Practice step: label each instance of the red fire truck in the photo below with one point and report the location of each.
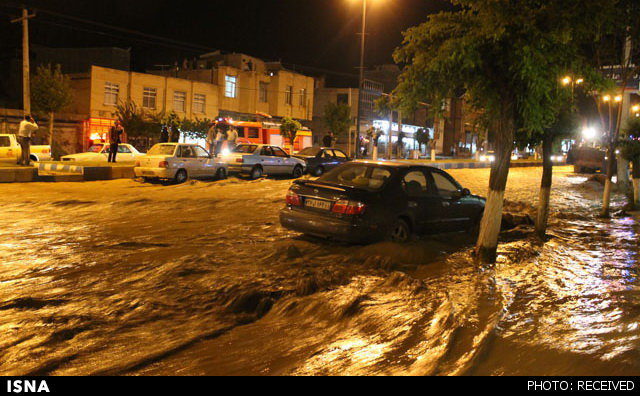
(267, 132)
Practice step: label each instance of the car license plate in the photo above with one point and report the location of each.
(317, 204)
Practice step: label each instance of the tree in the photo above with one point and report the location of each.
(50, 93)
(565, 125)
(507, 55)
(616, 43)
(289, 129)
(338, 118)
(630, 150)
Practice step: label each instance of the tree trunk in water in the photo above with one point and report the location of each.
(487, 245)
(635, 174)
(622, 175)
(545, 188)
(51, 121)
(606, 199)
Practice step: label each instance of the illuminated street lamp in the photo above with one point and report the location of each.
(361, 80)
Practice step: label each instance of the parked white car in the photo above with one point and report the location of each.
(257, 160)
(10, 150)
(100, 153)
(179, 162)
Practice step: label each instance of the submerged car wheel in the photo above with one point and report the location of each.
(256, 172)
(181, 176)
(221, 174)
(400, 231)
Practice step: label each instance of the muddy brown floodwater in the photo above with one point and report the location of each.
(125, 278)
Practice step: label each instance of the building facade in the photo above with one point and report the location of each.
(249, 86)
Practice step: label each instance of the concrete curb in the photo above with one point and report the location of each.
(473, 165)
(17, 175)
(64, 173)
(44, 167)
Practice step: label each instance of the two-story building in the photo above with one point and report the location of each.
(249, 86)
(97, 93)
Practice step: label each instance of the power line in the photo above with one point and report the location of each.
(116, 28)
(150, 39)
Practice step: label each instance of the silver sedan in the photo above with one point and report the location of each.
(257, 160)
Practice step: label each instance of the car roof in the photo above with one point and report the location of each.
(395, 164)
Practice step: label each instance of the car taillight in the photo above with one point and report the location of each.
(348, 207)
(293, 199)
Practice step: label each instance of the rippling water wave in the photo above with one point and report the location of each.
(200, 279)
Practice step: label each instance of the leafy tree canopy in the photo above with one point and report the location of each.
(507, 55)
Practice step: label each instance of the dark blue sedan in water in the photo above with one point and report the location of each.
(322, 159)
(366, 201)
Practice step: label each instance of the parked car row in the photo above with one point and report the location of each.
(181, 161)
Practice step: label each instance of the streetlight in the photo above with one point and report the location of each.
(361, 80)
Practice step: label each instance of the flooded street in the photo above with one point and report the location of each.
(127, 278)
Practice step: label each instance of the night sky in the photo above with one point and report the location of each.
(315, 33)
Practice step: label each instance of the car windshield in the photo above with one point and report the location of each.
(162, 149)
(364, 176)
(245, 148)
(311, 151)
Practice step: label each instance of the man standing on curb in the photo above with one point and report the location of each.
(25, 130)
(115, 138)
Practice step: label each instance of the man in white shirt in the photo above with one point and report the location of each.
(25, 130)
(232, 137)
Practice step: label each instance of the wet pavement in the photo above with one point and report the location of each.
(125, 278)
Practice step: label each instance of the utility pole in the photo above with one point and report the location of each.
(623, 165)
(361, 81)
(26, 87)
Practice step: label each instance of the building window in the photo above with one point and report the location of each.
(149, 96)
(264, 92)
(179, 101)
(230, 86)
(288, 95)
(303, 97)
(111, 92)
(199, 103)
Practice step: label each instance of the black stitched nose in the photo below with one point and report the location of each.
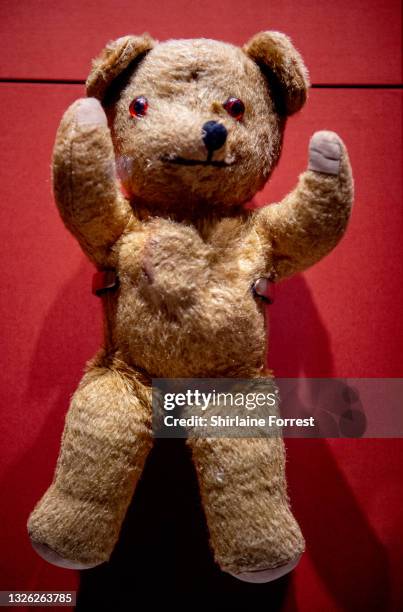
(214, 135)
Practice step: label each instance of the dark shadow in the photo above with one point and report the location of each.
(344, 548)
(69, 336)
(163, 550)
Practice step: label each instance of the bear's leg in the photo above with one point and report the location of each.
(105, 443)
(243, 489)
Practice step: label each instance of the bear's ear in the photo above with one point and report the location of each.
(283, 67)
(113, 60)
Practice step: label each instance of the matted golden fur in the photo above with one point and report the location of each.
(187, 254)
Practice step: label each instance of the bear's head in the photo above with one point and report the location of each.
(197, 124)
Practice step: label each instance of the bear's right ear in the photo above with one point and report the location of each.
(113, 60)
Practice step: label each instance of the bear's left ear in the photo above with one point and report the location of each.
(283, 67)
(113, 60)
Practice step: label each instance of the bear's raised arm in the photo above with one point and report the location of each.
(84, 180)
(310, 221)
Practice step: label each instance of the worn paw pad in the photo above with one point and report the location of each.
(52, 557)
(325, 153)
(268, 575)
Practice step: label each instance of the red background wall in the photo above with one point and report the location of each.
(342, 318)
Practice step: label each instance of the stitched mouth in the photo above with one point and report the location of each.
(181, 161)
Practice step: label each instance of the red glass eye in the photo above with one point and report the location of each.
(235, 107)
(138, 107)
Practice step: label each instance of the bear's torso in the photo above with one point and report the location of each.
(184, 307)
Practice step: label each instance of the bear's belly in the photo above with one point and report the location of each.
(221, 334)
(184, 312)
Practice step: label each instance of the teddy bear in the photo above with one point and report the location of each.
(151, 173)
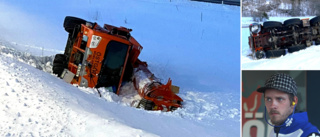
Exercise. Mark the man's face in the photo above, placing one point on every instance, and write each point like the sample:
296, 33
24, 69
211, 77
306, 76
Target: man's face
278, 105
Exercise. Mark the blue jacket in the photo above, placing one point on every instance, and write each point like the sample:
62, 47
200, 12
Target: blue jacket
299, 126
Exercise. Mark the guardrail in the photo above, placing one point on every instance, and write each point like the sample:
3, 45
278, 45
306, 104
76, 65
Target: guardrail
228, 2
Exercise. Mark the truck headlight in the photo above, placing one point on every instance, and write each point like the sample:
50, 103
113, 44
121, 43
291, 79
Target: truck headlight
95, 40
255, 28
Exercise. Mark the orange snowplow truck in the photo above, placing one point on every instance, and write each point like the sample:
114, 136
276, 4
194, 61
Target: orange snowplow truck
107, 56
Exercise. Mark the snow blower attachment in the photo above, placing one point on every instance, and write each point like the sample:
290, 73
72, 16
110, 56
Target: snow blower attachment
156, 96
107, 56
274, 39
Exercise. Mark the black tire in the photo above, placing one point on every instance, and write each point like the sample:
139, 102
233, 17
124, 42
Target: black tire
314, 21
58, 71
296, 48
271, 24
59, 58
71, 22
292, 22
260, 54
59, 64
275, 53
128, 73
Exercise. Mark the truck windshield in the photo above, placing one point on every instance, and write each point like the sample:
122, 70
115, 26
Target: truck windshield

Task statement:
Every line in the records above with the string "Mark" in it should be shown.

Result for this task:
Exercise. Mark the man's face in the photo above, placing one point on every instance, and write each point like the sample:
Exercise. Mark the blue jacket in the photo above, placing one point on every instance, and write each point like the sample:
Exercise. Mark the guardrail in the photo above, placing one point on every instance, and write each point like the sample:
Exercise. Mark the truck headlight in the photo above, placing one point on every instance, and write each point like the sample:
Exercise. Mark the orange snowplow truck in the photo above, placing one point on every instance, and write each point like the sample:
Exercise. Mark the snow blower attachment in the photo above, placing one point on every instance, and write each point like the sample:
Exercise. Mark the black tire in the photo above, placing one point on every instance, and write each point like the sample:
Exercise. Mark the truck windshield in the photo above, placing one point on every instance, and write each point like the sample:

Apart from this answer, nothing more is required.